## START Record excerpts

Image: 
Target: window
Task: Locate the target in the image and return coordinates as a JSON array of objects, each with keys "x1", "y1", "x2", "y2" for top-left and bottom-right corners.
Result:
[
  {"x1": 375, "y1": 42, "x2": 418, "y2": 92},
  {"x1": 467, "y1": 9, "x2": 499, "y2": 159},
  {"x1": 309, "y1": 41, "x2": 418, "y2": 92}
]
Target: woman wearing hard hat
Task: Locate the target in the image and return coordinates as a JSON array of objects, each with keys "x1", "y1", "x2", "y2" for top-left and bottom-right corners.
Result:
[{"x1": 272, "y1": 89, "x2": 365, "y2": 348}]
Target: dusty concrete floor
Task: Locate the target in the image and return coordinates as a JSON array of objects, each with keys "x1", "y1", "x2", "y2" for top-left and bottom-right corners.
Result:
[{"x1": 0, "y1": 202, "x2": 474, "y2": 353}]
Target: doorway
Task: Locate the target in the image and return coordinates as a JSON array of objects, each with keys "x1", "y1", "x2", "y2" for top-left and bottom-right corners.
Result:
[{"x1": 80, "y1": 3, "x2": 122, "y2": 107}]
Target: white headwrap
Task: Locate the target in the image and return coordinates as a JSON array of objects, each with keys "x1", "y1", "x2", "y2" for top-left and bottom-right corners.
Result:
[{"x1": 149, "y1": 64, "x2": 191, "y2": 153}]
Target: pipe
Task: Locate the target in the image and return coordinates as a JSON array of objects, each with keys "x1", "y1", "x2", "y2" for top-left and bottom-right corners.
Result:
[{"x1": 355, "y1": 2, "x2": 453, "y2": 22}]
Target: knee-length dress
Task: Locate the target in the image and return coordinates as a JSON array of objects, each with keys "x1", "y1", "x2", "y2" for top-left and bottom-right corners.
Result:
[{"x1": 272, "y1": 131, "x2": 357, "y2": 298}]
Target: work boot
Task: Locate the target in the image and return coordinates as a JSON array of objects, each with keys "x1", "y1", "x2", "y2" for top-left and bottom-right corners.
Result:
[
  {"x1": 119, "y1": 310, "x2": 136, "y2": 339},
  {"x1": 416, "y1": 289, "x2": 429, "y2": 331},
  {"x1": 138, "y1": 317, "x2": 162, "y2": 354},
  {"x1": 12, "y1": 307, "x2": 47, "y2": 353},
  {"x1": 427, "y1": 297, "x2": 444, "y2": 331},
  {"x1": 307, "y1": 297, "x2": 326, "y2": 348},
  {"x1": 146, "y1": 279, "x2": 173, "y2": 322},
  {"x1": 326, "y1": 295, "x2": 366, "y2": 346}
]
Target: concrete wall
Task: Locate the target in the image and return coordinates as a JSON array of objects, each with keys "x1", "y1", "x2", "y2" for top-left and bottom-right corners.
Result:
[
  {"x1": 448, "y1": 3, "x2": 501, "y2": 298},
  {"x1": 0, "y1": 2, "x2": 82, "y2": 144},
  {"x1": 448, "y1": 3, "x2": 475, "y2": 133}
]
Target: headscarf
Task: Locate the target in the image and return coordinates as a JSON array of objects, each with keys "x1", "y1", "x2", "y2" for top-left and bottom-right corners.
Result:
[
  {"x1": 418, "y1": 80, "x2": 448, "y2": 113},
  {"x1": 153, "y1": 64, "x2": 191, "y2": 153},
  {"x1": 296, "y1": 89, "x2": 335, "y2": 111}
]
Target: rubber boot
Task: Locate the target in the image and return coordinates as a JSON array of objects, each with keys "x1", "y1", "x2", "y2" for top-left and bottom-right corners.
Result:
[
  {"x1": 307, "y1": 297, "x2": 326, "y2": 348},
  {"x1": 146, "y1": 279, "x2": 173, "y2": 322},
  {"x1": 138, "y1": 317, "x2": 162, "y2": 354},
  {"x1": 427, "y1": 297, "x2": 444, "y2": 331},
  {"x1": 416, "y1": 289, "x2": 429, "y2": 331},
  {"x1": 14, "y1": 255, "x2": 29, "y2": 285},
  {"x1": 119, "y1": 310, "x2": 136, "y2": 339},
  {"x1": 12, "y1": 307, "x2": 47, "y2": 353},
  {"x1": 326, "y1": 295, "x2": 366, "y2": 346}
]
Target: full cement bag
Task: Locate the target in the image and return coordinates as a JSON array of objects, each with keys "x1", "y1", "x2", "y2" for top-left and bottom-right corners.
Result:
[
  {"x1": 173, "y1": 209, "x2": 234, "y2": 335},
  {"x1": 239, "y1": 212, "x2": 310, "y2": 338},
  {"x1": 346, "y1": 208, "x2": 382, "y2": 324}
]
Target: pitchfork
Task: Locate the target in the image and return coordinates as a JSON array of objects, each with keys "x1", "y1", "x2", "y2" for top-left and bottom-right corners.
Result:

## END Record excerpts

* _What to produce_
Copy the rows word for word, beginning at the line containing "Target: rubber boot" and continuing through the end of the rows.

* _Complete output_
Target: rubber boot
Task: Locate the target in the image and return coordinates as a JSON array of objects, each with keys "x1", "y1", "x2", "y2" for top-left and bottom-right corners.
Result:
[
  {"x1": 307, "y1": 297, "x2": 326, "y2": 348},
  {"x1": 146, "y1": 279, "x2": 173, "y2": 322},
  {"x1": 138, "y1": 317, "x2": 162, "y2": 354},
  {"x1": 427, "y1": 297, "x2": 444, "y2": 331},
  {"x1": 416, "y1": 289, "x2": 429, "y2": 331},
  {"x1": 14, "y1": 255, "x2": 29, "y2": 285},
  {"x1": 119, "y1": 310, "x2": 136, "y2": 339},
  {"x1": 12, "y1": 307, "x2": 47, "y2": 353},
  {"x1": 326, "y1": 295, "x2": 366, "y2": 346}
]
Target: full cement bag
Task: Locate the target in the image and return coordinates as a JSON array of objects, each with keys "x1", "y1", "x2", "y2" for top-left and bottom-right corners.
Result:
[
  {"x1": 173, "y1": 209, "x2": 234, "y2": 335},
  {"x1": 239, "y1": 212, "x2": 310, "y2": 338},
  {"x1": 346, "y1": 208, "x2": 382, "y2": 324}
]
Target: pitchfork
Task: Locate the target in the image and return coordinates as a JSON array of objects, each with keys "x1", "y1", "x2", "y2" for top-left and bottom-right corners.
Result:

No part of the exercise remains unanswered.